[BEGIN Dataset]

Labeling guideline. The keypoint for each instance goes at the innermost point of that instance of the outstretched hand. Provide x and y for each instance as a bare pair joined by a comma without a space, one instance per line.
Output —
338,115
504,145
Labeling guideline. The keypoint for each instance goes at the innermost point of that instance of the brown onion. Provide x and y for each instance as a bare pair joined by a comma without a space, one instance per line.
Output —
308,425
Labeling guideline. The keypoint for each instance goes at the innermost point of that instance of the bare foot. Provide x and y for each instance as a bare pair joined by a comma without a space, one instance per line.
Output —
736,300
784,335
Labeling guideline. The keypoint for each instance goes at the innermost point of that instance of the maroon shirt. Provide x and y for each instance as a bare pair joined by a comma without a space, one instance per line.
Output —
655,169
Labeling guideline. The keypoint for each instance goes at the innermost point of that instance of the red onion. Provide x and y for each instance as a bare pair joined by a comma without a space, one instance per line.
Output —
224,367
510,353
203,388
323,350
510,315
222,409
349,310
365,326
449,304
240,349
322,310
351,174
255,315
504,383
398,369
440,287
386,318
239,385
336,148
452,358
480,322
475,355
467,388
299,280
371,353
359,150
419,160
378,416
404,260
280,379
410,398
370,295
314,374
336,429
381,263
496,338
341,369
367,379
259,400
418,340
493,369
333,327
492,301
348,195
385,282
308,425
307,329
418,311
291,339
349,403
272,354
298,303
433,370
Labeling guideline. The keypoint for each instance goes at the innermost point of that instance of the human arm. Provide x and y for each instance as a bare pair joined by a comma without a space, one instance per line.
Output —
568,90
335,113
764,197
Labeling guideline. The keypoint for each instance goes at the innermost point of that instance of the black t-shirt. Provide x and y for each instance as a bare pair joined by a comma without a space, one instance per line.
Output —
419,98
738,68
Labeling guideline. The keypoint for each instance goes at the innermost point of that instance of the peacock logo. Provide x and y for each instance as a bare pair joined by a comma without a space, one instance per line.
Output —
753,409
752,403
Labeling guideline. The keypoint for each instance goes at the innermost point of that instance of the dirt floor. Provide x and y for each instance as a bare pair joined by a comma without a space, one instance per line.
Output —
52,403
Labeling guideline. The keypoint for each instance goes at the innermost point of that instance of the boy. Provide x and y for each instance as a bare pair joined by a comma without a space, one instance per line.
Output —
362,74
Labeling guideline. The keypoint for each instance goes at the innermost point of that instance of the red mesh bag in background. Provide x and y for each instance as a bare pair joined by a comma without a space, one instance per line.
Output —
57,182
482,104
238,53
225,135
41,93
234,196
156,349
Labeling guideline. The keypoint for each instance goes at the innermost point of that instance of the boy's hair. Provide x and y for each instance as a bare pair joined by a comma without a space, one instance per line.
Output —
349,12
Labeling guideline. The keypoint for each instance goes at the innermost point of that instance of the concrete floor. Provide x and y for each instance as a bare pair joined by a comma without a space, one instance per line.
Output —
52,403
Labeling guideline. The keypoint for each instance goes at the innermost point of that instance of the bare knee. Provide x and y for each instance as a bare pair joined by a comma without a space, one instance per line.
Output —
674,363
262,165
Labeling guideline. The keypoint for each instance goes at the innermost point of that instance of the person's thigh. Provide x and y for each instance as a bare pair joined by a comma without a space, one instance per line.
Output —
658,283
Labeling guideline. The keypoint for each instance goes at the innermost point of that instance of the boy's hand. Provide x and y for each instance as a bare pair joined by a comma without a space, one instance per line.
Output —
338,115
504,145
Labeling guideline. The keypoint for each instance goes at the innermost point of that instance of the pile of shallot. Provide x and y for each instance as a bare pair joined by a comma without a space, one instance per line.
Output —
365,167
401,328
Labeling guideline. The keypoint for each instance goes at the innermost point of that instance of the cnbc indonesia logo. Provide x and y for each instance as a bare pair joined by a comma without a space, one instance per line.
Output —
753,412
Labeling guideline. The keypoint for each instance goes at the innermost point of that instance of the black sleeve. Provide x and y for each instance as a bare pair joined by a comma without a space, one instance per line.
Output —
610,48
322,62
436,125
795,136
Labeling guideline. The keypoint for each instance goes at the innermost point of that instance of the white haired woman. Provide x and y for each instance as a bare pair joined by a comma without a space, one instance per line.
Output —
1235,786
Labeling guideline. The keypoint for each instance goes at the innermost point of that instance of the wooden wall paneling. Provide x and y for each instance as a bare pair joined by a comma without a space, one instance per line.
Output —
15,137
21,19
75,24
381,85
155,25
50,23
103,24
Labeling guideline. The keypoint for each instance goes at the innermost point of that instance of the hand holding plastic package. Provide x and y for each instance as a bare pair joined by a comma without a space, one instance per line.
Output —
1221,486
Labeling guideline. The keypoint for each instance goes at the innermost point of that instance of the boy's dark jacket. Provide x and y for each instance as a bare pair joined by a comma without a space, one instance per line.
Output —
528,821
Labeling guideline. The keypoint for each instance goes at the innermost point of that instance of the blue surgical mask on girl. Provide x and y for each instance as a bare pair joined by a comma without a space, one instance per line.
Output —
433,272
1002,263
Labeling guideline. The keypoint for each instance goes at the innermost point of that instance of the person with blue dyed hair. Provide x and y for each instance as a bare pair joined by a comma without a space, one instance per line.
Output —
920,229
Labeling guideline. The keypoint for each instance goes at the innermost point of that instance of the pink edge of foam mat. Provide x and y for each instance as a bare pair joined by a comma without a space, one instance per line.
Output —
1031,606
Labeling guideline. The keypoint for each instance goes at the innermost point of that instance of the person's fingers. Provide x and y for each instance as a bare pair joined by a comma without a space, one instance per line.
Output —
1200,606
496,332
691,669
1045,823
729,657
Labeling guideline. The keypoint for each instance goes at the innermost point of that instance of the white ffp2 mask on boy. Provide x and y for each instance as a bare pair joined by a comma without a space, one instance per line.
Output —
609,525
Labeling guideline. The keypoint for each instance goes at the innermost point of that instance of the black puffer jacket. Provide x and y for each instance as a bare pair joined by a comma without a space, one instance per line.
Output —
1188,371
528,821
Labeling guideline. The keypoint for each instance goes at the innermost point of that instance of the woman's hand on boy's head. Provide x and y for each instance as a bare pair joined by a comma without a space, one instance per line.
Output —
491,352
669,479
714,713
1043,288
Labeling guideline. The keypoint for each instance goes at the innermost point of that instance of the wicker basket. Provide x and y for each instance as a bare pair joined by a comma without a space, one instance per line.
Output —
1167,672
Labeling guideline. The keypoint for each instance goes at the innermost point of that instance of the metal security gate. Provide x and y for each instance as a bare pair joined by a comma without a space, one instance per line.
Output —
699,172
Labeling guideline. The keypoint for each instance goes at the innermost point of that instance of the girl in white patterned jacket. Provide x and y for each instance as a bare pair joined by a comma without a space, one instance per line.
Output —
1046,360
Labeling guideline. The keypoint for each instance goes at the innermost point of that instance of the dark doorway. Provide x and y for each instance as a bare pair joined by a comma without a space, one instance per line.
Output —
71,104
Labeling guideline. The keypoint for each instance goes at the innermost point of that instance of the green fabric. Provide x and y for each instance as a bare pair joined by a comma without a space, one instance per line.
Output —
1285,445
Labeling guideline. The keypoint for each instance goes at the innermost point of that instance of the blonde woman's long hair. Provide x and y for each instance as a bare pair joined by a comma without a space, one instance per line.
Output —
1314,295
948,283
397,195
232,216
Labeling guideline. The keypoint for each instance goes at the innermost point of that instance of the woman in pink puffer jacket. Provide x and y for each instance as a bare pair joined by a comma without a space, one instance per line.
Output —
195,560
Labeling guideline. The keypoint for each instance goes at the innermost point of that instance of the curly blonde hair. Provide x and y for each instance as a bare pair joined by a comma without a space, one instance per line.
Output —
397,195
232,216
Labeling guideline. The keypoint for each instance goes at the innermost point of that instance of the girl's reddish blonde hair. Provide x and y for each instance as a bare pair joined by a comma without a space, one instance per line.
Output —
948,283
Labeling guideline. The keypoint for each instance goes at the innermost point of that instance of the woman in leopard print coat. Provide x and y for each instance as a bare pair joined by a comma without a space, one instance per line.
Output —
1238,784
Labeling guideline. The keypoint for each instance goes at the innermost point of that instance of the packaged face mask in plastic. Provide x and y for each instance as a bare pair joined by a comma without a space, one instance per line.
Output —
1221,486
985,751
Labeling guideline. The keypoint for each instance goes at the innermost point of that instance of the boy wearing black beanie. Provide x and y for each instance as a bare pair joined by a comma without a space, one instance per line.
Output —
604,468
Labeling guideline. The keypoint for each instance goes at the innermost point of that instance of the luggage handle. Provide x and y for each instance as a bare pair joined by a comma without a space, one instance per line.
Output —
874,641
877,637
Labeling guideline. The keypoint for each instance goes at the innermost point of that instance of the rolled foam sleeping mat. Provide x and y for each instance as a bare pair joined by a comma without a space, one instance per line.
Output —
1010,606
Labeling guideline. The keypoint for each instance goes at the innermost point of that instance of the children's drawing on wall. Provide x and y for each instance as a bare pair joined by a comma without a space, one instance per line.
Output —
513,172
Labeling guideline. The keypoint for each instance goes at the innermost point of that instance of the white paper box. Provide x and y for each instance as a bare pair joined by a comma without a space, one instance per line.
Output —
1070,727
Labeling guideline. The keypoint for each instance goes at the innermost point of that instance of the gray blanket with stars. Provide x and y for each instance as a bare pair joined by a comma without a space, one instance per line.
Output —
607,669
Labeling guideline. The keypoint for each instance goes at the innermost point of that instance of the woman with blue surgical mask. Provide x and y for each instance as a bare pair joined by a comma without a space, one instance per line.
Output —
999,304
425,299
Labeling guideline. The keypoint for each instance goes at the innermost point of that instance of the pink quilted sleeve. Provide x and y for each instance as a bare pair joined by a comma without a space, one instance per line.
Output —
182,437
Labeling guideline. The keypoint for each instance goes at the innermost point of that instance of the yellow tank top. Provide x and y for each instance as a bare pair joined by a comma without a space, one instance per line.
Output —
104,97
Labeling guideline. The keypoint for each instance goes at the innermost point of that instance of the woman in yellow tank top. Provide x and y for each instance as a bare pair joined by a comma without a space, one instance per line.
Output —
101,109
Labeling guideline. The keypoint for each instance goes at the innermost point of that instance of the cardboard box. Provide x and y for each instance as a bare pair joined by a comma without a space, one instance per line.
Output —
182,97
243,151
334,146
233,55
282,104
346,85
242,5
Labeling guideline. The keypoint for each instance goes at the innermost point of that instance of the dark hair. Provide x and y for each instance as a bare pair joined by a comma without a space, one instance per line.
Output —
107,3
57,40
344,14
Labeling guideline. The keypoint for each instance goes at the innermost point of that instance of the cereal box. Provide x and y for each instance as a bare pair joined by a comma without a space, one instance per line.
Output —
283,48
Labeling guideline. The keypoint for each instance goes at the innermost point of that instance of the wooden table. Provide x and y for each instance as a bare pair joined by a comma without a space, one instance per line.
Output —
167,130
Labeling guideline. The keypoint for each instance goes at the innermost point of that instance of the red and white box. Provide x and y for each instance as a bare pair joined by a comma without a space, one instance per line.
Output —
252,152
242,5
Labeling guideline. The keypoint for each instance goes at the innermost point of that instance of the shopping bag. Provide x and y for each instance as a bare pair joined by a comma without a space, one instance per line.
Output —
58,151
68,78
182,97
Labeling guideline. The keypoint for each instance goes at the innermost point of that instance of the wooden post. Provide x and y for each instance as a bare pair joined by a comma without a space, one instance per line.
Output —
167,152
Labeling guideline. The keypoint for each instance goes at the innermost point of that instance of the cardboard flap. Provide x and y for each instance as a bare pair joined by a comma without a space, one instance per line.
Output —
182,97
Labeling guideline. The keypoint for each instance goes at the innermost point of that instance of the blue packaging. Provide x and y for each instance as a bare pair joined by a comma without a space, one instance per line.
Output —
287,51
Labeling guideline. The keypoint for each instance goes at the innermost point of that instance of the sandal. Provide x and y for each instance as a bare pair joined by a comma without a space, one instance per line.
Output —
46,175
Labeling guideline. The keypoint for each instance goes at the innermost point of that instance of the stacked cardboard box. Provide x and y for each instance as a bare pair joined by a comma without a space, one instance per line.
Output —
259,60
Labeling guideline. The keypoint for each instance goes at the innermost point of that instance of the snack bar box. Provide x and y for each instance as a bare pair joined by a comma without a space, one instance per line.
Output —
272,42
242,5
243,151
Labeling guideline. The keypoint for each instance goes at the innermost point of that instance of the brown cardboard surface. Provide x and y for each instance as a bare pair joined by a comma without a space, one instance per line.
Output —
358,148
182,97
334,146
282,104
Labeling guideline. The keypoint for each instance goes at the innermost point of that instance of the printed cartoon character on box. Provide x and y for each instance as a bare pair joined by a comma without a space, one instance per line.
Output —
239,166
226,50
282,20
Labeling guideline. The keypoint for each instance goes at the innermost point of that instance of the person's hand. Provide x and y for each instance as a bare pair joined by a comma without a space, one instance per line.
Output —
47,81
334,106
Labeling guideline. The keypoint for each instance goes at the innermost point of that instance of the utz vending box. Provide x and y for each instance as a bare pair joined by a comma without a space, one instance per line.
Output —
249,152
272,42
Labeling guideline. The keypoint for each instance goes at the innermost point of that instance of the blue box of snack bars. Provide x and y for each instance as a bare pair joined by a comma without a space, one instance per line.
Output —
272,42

[END Dataset]

■ Set task ■
Set down exactly what runs from the line with "the brown cardboard" to the last line of the data above, including both of those lines and no others.

■ Result ■
Labeling guideline. The keypoint for each instance goes at the innermost point of that instance of the brown cardboard surface. Provide x and y for each instance as a bare pair joined by a comma without a space, one instance per line.
Output —
358,148
182,97
334,146
282,104
Labeling guideline. The keypoint for each instance goes at the innermost point of that instance of the printed cartoon character on box. Provide x and y for each instance as a bare pair joined by a comma without a space, one instance per line.
Output —
239,166
226,50
282,20
Labeling guideline. The keypoint for each instance goes at the innermost point of that instance of the person's hand. Provide x and y for each instance as a bare pair joined by a comma without a space, one instance per line.
Output —
47,81
334,106
Labeling guideline. The keypoint for each instance goes at the innermost point of that instance of the utz vending box. Provide x and y for each instance as a bare pair joined by a comma without a space, one instance per line.
Output —
249,152
272,42
Labeling guideline. The keypoint for each instance goes at the innermost point of that instance of the blue box of snack bars. Provide x and y for each instance as a bare pair joined by a comma without a space, one instance per line.
Output —
272,42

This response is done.